Water leakage was modeled by opening a wedge gate valve 1 (with a conditional ½ inch pass) mounted on a steel pipeline 2 (with a conditional ¾ inch pass, length 2 m). The leakage rate was controlled using an electromagnetic flowmeter 3. pressure gauges. 4. During the experiment, a pump 5 operated at a constant engine speed. To provide the necessary hydraulic resistance for the pump, a throttle 7 was used. A vibration sensor was installed next to the valve to measure vibrations in the longitudinal direction. The sensor had an axial sensitivity of 1000 mV/g and a natural frequency of 35 kHz. The analog-to-digital converter had a sampling frequency of 50 kHz.
A photo of the valve with the simulated leak is shown in Figure 2.
Table 1 shows the results of measuring pressure and water flow at different degrees of valve opening. The water consumption when the valve is fully open is 22.0 L per minute.
A sample of 20 acoustic signals, each with a length of 20,000 samples, was analyzed for different degrees of opening of the gate valve. The fluctuation function was calculated on signal sections (windows), with a length s = 16 to 1024.

3. Results

3.1. The Results of the Analysis of Acoustic Signals Using the DFA-1 Method

The results of the DFA-1 signal analysis are shown in Figure 3.

> [Problem 1]
In the leak experiment text, what sampling frequency did the analog-to-digital converter have?
> [Problem 2]
Rewrite the leak experiment text from "A photo of the" up to and including "16 to 1024.", with "acoustic signals" changed to "vibration signals".
> [Problem 3]
Carry on writing the leak experiment text from the point where it ends.

> [Study material]

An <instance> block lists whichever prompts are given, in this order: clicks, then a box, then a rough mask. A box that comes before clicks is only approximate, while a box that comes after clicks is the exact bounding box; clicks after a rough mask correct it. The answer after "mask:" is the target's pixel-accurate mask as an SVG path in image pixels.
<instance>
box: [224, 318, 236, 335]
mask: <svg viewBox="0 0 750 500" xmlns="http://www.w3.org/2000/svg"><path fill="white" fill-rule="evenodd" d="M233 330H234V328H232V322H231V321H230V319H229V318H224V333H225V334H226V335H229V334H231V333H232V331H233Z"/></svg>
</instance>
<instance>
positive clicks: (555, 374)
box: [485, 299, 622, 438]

> [Reply 1]
50 kHz

> [Reply 2]
A photo of the valve with the simulated leak is shown in Figure 2.
Table 1 shows the results of measuring pressure and water flow at different degrees of valve opening. The water consumption when the valve is fully open is 22.0 L per minute.
A sample of 20 vibration signals, each with a length of 20,000 samples, was analyzed for different degrees of opening of the gate valve. The fluctuation function was calculated on signal sections (windows), with a length s = 16 to 1024.

> [Reply 3]
When the valve is fully open (the consumption is 22.0 L/min) and fully closed (the consumption is 0 L/min), the Hurst exponent for acoustic signals is at a level of a deterministic signal (H → 1). At low valve opening values, the acoustic signals are anticorrelated (with alternating large and small amplitudes). For these, the Hurst exponent is below the level of a probabilistic process (H < 0.5). An increase in leakage leads to an increase in the Hurst exponent. With high fluid consumption a positive correlation is observed between the signals (H > 0.5, small amplitudes often follow small amplitudes, and large amplitudes follow large amplitudes).
Figure 4 shows the power spectrum of acoustic signals obtained by median averaging of the signals.
The power spectrum of the acoustic signal of a hermetically sealed valve (black line in Figure 4) decreases uniformly on a logarithmic frequency scale. If there is a water leak, the energy in the acoustic signal will increase. For a fully open gate valve (blue line in Figure 4), the highest signal energy is observed in the low-frequency region (up to 5 kHz). With a decrease leakage consumption, a redistribution of acoustic energy from low frequencies to higher frequencies is observed (red and green lines in Figure 4).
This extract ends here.